→ **Parts of the exercise**
• A. From the post about Krita shortcuts, return the part that opens with the words containing "I use a software" and closes with "Forum, on 2024/1/25)", copied word for word.
• B. In the post about Krita shortcuts, what does the writer say is the only fix once Krita has lost the signal from Ctrl, Alt, Shift and Space?

→ **Passage to read**
If WeChat pressAndRelease that key, Krita works normal, but WeChat didn’t. It onlyPress that key and never gets it released. You could run this program and for me it 100% causes Krita 5.2.2 to lose signal from Ctrl, Alt, Shift and Space, meaning a lot of shortcuts won’t work anymore. Only a restart of Krita (or an lock-then-unlock of Windows) will fix this, very annoying.

I use a software quicker to detect the keyboard state, aka which key has been pressed, including virtual keys, and release that virtual key after test.

Along side holding virtual key, a constant hold of a physical key that doesn’t bind to anything like F10, will also make Krita’s shortcut fail, just like I mentioned at the top of this post.

More Issues from the Shortcut Recognization Method of Krita

In fact, WeChat is just a common case. I found a recent report on a software pressed HanjaMode virtual key and not releasing it, causing Krita’s shortcut to fail, well, again. (This report in Chinese Baidu Forum, on 2024/1/25)

So, there are always some softwares that don’t follow a normal way, and hold a key for a long time.

My Hope

I know that it’s impossible for me to change Wechat’s source code. Even if I managed to do that, other irregular software does exists that will cause the same problem. But Krita is open sourced, so I have my hope here to not lost this loving drawing software because of some kind of bug.

I hope we could add some protections on this problem(just like PhotoShop and many other still-fine softwares that won’t be affected by bad softwares like WeChat).

If the question “if Krita detect a shortcut key by a fully match method” has its answer to be “yes”, then we can change it to a partially match method, which will solve the problem in my guess.

Partially Shortcut Match Method

I mean, when additional key is pressed, such as a manually pressed F10, or an auto pressed F22, we ignore that key since it doesn’t exists in shortcut key table. So that F10 + Ctrl + Shift + A can also trigger deselection in Krita, because we ignore F10.

There might be other solutions better than this according to Krita’s software architecture. I will assume the problem code is in something related to key stroke parsing.

→ **Source material**
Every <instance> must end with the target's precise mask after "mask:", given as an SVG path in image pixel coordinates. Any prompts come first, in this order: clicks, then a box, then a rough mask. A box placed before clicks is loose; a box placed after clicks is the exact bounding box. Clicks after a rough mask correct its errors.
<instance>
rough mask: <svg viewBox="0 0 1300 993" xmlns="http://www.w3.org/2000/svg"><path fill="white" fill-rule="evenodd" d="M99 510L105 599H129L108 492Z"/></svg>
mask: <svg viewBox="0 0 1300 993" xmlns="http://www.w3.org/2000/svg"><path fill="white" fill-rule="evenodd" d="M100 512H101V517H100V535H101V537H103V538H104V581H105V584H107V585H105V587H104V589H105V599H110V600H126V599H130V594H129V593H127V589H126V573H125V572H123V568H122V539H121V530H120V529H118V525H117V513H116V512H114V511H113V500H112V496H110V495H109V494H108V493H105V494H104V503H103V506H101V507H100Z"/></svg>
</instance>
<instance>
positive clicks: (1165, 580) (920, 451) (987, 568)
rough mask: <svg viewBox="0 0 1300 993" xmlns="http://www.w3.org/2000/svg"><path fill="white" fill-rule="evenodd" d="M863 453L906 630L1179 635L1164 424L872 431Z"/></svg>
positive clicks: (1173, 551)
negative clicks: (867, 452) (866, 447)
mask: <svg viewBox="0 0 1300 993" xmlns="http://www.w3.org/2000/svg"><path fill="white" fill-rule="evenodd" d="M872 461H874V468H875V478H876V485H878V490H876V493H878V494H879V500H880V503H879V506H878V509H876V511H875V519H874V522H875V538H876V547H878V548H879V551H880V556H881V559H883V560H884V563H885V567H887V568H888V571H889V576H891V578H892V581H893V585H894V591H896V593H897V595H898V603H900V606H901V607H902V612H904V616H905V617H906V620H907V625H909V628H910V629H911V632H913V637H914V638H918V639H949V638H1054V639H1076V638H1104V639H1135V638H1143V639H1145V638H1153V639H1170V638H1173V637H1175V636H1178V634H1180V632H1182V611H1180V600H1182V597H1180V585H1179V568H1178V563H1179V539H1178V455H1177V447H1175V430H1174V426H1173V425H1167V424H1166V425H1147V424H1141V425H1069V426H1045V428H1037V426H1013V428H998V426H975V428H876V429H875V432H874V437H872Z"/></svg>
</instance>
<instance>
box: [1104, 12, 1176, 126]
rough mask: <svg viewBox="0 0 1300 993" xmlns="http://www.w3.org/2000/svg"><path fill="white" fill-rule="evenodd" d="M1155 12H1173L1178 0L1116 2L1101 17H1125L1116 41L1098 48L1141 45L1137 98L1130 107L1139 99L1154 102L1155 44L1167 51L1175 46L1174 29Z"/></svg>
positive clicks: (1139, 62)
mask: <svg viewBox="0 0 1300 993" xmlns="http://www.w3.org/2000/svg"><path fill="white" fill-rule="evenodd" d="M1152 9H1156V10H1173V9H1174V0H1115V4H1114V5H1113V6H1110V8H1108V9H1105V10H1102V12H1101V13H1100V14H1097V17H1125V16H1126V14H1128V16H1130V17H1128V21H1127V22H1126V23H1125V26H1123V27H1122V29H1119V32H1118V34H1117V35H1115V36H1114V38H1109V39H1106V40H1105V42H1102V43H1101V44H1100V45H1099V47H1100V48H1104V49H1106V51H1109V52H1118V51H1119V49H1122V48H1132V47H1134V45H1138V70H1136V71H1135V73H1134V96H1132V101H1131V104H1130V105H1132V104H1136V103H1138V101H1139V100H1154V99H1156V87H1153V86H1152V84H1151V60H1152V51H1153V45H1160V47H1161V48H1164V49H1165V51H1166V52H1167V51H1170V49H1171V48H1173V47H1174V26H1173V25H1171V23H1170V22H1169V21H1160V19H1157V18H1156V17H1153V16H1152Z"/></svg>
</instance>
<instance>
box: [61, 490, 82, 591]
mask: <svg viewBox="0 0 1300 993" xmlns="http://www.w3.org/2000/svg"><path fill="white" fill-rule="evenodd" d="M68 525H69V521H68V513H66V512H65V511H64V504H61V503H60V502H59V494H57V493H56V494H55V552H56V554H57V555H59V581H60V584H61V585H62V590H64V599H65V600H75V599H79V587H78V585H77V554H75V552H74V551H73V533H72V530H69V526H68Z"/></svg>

→ **Exercise answers**
• A.
I use a software quicker to detect the keyboard state, aka which key has been pressed, including virtual keys, and release that virtual key after test.

Along side holding virtual key, a constant hold of a physical key that doesn’t bind to anything like F10, will also make Krita’s shortcut fail, just like I mentioned at the top of this post.

More Issues from the Shortcut Recognization Method of Krita

In fact, WeChat is just a common case. I found a recent report on a software pressed HanjaMode virtual key and not releasing it, causing Krita’s shortcut to fail, well, again. (This report in Chinese Baidu Forum, on 2024/1/25)

• B. Restarting Krita, or locking and then unlocking Windows.